**Task to carry out**
Identify each line below that contains the word "girl", and copy it out.

**Records**

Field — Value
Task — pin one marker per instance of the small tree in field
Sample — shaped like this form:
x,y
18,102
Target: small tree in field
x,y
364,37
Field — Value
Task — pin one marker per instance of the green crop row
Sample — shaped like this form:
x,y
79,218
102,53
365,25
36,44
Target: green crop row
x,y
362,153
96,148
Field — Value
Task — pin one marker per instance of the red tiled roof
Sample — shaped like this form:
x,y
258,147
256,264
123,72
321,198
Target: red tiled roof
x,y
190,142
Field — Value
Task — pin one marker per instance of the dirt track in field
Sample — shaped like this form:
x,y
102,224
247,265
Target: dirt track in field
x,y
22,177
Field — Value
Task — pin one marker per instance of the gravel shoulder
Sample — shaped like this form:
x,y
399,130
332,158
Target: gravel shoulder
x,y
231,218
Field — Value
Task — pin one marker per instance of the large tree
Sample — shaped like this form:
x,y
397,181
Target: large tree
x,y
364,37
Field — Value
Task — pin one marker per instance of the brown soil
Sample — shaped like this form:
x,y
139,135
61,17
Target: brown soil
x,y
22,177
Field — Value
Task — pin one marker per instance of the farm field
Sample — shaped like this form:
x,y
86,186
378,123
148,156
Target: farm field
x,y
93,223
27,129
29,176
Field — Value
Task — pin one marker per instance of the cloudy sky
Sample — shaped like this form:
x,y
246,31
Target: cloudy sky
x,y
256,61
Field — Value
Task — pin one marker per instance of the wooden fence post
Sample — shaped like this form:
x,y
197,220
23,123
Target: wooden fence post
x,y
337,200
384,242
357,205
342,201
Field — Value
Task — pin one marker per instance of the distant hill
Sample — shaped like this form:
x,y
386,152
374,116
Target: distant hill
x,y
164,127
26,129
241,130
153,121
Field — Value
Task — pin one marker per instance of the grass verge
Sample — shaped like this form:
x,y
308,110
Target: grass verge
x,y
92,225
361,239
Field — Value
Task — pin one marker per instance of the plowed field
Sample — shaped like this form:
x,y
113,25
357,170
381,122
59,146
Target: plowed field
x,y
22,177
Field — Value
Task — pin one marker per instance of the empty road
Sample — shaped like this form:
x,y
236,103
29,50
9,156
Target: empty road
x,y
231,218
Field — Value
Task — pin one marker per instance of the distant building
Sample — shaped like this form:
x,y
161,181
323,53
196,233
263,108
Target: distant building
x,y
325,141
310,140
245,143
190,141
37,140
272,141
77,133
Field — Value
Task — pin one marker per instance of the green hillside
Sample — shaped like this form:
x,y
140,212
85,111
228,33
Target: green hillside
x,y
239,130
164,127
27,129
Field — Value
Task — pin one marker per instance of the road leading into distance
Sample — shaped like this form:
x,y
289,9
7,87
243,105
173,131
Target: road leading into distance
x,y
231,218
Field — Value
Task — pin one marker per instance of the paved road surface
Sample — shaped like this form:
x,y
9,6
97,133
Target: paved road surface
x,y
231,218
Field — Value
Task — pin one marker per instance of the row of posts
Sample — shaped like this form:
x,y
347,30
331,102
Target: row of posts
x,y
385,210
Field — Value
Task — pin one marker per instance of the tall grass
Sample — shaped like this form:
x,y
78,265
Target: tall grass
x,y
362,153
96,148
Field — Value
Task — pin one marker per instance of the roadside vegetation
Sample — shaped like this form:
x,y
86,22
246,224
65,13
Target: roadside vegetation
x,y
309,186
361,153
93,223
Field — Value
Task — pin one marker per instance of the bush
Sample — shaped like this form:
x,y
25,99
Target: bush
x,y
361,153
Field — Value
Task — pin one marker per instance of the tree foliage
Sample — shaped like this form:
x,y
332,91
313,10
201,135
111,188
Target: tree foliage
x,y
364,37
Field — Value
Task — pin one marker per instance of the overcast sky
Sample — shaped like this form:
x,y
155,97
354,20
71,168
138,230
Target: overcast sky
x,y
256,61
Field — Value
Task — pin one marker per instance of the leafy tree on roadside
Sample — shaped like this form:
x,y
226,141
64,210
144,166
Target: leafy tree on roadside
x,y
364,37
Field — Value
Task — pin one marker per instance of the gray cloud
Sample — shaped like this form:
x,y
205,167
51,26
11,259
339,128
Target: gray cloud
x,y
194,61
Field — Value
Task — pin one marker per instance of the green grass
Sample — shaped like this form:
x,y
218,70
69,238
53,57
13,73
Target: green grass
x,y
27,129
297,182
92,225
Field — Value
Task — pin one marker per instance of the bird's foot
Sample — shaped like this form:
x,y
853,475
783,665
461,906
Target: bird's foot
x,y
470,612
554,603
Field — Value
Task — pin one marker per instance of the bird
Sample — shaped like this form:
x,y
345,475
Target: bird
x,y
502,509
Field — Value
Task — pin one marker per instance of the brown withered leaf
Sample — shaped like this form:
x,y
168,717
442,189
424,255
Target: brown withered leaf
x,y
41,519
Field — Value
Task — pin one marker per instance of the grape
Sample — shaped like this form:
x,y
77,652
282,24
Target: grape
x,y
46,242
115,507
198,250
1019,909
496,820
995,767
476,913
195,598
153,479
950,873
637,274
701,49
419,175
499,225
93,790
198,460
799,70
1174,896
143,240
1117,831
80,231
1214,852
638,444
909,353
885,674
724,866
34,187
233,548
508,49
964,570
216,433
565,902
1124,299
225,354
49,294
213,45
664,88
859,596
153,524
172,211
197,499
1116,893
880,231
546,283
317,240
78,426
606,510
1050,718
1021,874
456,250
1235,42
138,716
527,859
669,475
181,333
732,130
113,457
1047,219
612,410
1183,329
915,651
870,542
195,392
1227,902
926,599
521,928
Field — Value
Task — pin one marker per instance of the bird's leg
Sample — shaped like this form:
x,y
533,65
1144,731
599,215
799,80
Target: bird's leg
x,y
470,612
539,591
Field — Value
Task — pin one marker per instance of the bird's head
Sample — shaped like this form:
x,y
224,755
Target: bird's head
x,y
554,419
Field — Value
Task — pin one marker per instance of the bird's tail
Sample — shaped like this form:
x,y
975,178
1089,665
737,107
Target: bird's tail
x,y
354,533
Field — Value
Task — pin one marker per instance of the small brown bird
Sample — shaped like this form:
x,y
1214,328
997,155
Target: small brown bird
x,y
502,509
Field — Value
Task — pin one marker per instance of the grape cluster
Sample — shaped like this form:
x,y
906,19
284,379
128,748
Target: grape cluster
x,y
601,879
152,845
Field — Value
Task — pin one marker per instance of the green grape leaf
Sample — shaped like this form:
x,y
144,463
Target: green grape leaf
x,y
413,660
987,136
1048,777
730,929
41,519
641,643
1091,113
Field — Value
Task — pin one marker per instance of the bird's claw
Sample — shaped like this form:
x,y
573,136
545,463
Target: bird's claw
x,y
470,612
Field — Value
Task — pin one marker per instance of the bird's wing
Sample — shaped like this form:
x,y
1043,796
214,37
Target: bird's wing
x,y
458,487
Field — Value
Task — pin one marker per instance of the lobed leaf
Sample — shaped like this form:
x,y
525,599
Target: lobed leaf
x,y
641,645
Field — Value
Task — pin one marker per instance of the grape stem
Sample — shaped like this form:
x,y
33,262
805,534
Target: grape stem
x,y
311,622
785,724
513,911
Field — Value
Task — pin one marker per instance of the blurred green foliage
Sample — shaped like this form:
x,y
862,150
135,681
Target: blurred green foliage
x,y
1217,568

--

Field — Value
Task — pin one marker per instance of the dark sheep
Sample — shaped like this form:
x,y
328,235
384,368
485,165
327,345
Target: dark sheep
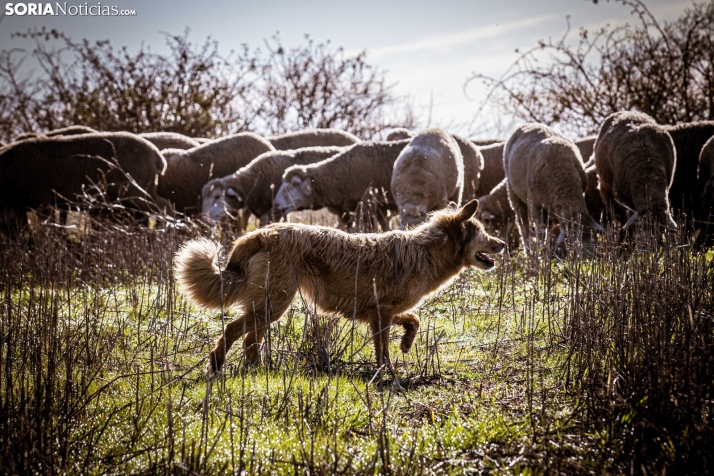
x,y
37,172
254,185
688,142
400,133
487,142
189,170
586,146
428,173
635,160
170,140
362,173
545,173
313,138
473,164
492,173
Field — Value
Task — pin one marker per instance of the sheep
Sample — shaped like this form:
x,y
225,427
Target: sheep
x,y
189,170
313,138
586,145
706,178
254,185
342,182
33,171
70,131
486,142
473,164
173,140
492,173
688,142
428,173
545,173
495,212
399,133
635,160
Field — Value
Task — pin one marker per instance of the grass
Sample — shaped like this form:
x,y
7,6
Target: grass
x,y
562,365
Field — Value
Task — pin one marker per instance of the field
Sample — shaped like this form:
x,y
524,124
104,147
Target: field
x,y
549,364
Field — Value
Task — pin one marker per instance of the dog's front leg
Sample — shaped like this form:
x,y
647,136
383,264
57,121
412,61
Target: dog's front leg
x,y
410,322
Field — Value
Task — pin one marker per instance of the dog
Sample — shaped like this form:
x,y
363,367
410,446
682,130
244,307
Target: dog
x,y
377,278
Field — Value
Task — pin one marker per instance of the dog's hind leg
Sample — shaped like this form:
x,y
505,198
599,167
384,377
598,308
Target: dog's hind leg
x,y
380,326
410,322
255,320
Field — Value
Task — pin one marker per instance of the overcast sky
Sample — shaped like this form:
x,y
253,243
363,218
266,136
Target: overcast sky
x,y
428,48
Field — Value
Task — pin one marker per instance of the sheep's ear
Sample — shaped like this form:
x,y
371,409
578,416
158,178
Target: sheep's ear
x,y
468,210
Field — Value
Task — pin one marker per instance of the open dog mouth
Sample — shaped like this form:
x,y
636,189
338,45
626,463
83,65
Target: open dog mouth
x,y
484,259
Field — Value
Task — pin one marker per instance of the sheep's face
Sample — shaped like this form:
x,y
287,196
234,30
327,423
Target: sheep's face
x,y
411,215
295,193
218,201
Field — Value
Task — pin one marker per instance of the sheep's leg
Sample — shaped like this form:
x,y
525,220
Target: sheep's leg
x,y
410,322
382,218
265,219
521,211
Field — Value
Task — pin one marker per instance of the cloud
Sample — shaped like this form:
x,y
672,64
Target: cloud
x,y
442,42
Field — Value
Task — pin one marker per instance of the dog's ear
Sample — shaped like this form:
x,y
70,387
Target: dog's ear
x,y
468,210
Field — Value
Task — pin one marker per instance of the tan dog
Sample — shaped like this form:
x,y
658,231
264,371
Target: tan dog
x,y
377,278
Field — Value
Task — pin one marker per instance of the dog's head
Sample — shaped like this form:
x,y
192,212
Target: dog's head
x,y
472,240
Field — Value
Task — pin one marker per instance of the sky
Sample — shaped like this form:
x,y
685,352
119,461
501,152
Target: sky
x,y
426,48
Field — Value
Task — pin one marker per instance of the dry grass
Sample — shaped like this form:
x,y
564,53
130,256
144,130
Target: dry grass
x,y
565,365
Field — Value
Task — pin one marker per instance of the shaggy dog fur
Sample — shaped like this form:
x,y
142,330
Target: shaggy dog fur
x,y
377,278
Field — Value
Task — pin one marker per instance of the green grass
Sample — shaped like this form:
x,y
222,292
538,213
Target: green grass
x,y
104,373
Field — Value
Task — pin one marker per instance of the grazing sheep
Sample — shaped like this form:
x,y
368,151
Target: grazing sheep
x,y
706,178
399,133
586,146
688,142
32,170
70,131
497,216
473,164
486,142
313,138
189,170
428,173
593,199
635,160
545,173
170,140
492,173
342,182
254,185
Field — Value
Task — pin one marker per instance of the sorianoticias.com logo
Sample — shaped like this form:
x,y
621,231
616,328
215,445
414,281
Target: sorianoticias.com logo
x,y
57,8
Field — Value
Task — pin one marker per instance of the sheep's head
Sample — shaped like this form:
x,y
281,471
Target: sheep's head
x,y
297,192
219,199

==

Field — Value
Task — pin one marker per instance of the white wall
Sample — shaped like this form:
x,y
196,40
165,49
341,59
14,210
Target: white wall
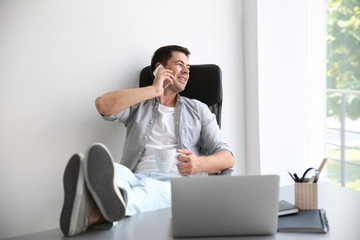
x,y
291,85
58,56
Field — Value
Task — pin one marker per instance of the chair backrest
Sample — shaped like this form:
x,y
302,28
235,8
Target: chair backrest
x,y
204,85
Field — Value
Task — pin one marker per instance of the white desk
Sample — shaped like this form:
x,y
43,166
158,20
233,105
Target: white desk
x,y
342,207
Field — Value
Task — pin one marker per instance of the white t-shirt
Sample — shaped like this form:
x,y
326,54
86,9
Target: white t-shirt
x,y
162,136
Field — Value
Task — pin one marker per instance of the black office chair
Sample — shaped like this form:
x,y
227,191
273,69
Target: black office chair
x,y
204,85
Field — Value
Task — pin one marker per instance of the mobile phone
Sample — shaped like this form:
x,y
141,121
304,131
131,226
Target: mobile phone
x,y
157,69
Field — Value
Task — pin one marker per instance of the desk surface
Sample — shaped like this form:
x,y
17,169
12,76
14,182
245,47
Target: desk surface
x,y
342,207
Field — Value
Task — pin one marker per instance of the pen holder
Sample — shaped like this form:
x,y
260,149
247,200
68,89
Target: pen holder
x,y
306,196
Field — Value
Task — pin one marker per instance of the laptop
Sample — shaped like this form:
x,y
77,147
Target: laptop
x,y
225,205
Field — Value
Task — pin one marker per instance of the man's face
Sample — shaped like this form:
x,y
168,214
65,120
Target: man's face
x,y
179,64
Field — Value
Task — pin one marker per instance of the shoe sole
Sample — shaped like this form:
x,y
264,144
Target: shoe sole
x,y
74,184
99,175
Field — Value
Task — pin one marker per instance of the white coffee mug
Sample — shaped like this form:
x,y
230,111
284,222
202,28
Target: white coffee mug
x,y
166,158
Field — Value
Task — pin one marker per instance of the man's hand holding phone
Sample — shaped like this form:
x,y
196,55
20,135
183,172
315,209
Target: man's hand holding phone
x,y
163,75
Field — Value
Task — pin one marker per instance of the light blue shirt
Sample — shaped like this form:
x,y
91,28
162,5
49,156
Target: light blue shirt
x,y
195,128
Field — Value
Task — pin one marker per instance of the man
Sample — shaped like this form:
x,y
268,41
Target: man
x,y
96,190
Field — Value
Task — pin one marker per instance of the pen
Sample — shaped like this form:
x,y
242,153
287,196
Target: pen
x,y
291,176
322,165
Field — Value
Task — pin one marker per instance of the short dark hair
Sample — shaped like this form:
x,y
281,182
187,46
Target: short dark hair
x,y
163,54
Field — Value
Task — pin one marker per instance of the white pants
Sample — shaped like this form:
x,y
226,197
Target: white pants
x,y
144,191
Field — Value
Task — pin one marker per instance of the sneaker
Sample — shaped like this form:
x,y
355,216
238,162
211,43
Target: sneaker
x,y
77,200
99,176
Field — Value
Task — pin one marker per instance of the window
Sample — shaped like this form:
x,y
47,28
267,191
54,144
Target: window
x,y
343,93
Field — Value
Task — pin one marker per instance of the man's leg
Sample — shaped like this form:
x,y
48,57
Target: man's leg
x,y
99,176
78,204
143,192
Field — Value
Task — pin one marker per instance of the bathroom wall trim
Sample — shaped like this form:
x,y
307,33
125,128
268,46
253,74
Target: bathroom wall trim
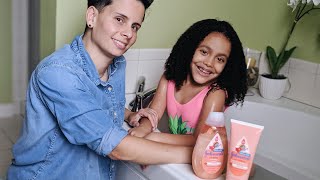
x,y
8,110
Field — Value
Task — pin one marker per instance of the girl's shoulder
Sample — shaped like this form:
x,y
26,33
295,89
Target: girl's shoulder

**Result for this exercise**
Task — pin one marker per instance of the girl's shoulder
Target: girl's shoulder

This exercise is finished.